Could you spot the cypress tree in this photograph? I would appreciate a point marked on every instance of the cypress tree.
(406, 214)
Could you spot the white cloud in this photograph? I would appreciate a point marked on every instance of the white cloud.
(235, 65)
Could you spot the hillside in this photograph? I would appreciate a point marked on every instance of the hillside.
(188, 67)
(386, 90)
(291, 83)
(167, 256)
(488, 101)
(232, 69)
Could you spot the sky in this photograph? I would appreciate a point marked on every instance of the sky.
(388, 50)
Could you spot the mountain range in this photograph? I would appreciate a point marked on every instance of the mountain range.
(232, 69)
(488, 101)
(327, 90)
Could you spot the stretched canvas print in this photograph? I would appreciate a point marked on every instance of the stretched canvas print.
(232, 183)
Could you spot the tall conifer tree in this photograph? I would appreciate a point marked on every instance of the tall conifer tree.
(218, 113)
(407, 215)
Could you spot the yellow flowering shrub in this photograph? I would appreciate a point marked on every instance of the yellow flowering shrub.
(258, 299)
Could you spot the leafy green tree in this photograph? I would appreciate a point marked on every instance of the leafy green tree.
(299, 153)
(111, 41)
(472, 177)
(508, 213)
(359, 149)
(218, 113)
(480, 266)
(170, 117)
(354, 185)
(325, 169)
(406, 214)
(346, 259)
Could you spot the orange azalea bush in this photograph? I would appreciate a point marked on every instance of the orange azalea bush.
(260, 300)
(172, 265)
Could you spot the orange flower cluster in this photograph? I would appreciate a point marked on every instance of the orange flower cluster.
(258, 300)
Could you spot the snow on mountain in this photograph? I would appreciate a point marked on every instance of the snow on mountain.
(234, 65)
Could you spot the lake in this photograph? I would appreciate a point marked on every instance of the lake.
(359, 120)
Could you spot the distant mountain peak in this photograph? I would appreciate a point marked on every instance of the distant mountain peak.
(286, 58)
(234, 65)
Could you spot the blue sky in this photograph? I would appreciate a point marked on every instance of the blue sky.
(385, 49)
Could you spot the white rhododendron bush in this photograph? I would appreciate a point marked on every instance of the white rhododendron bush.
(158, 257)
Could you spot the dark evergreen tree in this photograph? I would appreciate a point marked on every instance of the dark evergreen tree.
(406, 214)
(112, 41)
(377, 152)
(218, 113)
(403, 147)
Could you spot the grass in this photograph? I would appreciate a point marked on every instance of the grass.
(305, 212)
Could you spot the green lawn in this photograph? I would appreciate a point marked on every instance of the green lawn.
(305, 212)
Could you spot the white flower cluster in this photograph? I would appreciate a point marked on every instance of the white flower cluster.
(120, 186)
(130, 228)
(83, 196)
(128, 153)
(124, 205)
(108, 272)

# # # #

**Task directions**:
Reproduce word for word everything from the line containing "Could you spot the lake" down through the last of the items.

**Task output**:
Could you spot the lake in this photograph? I would appreciate a point marked on every instance of the lake.
(359, 120)
Could you spot the distant mountain peak in this photograph? I would appreciate a point marked on every instance of the distant mountain peak.
(286, 58)
(234, 65)
Could you spot the blue sky in this photograph? I would appreciate a point marked on every instance of the blue sky.
(385, 49)
Could you spot the white rhododendron bush in this photograph? I would appreciate a point marked on every instance of the white rhododendron bush.
(158, 257)
Could you spot the dark evergreen tree in this photograph? I would appreciate a point marked on every instance of the dark evergreen tree.
(406, 214)
(112, 41)
(377, 152)
(218, 113)
(403, 147)
Could you spot the grass in this photograph? I would appreciate a point marked on every instance of the grass.
(305, 212)
Could you spot the green lawn in this photograph? I would appreciate a point marked on every instance of the green lawn.
(305, 212)
Could you spot the white flower cluster in this photograph? I would appreciate a point marked on every instance of the white flower cluster.
(120, 186)
(130, 228)
(83, 196)
(128, 153)
(124, 205)
(108, 272)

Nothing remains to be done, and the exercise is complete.